_Stated goal_
Copy every line from the one containing "Where can you see the red track" down to the final item, requests included, and shift every coordinate in the answers by adding 20 to each value.

=-=-=-=-=

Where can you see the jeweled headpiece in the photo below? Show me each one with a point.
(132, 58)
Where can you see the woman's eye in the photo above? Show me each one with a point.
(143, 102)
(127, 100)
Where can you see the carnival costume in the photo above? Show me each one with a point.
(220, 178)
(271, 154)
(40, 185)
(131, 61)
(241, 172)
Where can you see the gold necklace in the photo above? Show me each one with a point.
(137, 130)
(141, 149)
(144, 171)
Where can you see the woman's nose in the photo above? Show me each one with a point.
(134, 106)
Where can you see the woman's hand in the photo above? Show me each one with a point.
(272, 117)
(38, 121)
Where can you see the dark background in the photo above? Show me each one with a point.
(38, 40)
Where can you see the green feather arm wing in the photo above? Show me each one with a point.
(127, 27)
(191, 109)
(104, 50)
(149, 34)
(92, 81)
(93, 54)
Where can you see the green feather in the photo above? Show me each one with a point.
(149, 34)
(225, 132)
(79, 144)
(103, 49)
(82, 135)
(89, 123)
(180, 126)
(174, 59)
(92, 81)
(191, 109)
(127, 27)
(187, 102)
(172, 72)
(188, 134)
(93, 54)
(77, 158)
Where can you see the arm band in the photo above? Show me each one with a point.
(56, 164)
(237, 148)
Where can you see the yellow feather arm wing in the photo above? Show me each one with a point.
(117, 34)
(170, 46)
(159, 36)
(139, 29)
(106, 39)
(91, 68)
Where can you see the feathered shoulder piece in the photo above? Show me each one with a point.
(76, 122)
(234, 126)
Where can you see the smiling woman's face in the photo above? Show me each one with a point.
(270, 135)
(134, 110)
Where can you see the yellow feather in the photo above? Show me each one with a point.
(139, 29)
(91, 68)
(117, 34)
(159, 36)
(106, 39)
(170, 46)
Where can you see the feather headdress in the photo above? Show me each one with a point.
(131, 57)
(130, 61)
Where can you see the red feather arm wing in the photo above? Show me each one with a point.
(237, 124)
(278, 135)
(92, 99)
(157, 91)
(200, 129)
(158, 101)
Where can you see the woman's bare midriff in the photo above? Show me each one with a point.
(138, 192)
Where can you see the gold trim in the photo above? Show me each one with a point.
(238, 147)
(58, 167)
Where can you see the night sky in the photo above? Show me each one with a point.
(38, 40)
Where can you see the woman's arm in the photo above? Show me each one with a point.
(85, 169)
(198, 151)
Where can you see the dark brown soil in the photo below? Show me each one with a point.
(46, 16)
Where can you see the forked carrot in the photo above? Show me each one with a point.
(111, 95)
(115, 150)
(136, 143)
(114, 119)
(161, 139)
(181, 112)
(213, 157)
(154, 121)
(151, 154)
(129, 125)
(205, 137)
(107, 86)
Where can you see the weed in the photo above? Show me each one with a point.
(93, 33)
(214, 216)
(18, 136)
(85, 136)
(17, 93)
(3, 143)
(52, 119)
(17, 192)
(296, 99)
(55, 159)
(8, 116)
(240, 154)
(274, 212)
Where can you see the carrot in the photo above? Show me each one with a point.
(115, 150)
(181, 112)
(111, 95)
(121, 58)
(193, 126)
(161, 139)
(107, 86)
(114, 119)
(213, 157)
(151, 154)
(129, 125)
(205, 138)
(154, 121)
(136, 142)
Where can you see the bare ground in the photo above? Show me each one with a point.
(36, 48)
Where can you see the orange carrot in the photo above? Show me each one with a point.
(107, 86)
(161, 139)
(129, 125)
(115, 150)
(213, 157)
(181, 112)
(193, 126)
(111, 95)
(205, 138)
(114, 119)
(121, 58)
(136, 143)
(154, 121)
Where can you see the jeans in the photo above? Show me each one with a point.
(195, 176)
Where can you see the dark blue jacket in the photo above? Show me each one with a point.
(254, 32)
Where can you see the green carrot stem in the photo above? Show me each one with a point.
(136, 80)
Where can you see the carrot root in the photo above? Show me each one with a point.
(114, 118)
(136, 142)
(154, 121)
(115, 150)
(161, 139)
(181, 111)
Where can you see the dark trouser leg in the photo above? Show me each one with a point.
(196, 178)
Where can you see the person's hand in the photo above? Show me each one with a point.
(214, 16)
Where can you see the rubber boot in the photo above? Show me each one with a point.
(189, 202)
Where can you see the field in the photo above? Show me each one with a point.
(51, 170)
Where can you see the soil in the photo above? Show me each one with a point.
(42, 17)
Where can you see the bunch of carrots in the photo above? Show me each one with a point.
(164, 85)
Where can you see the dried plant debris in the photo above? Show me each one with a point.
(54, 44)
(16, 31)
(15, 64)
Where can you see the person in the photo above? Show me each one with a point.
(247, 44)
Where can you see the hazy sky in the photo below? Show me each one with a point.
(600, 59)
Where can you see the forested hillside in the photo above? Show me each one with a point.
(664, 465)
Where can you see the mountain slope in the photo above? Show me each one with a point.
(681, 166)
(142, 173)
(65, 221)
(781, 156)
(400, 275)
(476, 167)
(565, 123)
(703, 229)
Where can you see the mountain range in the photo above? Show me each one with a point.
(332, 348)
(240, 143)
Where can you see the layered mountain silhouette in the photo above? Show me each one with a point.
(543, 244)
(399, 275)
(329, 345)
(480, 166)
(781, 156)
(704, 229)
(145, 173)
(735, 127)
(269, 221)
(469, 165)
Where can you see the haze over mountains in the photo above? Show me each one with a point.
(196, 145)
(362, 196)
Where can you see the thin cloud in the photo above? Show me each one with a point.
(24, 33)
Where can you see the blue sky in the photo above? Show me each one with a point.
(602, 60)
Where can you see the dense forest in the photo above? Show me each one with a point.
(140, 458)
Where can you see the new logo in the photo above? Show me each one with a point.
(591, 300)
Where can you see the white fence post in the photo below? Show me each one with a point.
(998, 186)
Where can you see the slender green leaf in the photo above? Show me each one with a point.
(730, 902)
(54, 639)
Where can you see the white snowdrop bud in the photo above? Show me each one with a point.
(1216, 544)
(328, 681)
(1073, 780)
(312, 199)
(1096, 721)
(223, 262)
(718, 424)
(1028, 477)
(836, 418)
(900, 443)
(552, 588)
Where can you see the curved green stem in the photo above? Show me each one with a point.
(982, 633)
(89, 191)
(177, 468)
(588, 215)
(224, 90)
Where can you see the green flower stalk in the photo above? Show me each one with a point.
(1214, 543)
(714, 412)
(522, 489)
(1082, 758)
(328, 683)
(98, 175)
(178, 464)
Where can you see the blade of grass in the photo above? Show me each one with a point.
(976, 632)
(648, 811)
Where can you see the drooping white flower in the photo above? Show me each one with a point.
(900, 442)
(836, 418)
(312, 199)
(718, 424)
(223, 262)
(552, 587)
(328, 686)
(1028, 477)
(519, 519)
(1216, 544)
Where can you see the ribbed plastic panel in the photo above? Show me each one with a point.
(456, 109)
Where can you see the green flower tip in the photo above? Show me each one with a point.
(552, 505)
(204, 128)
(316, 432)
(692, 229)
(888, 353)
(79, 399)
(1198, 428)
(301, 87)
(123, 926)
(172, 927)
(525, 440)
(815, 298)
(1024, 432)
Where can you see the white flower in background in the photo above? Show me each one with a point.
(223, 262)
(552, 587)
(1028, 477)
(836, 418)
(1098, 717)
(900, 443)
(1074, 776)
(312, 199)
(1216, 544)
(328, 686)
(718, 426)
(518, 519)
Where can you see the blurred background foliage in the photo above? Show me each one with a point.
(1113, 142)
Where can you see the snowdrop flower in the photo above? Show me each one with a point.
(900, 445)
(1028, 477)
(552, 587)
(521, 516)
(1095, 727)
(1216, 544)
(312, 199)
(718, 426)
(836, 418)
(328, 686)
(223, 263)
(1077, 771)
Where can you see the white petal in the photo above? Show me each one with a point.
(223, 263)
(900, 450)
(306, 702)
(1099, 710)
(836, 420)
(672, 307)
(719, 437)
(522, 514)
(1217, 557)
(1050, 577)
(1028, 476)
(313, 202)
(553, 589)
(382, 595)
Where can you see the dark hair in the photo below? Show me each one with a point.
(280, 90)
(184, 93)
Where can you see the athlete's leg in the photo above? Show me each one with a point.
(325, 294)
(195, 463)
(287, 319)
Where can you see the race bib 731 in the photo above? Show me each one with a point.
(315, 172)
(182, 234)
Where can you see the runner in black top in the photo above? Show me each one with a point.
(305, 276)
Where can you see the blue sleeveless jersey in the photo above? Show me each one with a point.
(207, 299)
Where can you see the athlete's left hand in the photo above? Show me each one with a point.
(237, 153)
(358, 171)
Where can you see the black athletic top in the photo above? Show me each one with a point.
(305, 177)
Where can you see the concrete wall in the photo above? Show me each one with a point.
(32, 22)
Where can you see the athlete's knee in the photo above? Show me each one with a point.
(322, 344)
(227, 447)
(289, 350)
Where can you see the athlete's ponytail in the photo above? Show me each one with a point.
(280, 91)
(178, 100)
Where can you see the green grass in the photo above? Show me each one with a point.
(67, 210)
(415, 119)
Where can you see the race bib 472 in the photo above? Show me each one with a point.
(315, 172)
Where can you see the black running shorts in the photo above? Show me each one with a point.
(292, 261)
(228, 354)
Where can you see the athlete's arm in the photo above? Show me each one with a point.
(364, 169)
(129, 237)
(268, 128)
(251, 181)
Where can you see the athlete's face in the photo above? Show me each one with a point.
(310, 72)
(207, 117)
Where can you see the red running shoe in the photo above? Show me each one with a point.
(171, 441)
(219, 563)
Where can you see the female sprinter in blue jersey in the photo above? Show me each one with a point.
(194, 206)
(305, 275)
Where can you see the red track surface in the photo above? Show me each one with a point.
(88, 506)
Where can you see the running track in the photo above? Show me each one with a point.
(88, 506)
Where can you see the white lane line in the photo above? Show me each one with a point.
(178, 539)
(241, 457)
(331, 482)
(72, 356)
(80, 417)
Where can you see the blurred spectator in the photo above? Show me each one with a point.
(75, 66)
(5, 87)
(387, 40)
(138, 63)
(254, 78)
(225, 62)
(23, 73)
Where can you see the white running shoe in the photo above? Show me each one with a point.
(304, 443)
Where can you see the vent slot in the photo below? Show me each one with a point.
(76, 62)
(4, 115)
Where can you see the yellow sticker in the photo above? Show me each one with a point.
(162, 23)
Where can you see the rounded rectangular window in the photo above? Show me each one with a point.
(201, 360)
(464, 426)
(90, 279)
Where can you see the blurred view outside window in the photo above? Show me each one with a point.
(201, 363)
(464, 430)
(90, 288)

=-=-=-=-=

_Reply to the exercise_
Where can you see the red track surface in the photo above? Show me each one with a point.
(108, 526)
Where can you see the running track in the photo above? Show me each one with a point.
(108, 526)
Where can you see the white lane line in the photo above? Show me each one with a point.
(198, 559)
(261, 477)
(351, 502)
(92, 376)
(100, 437)
Where can you see the blurred spectator in the photo above? Show me each one with a point.
(95, 86)
(25, 107)
(407, 60)
(158, 83)
(274, 98)
(245, 82)
(43, 93)
Where can you see the white running shoe in the photo above? Show me each one with a point.
(324, 463)
Where can you see the vent slot in the photo below? Show me each one with a point.
(96, 82)
(24, 135)
Where can you see the yellow sticker in the photo above? Show me each one with a point.
(182, 43)
Where can you see the rounded rectangular window in the photo above? Show me each one with a point.
(221, 380)
(484, 446)
(110, 299)
Where can you see the blurred view outside window in the photo above? Show me each one with a point.
(221, 383)
(484, 450)
(110, 308)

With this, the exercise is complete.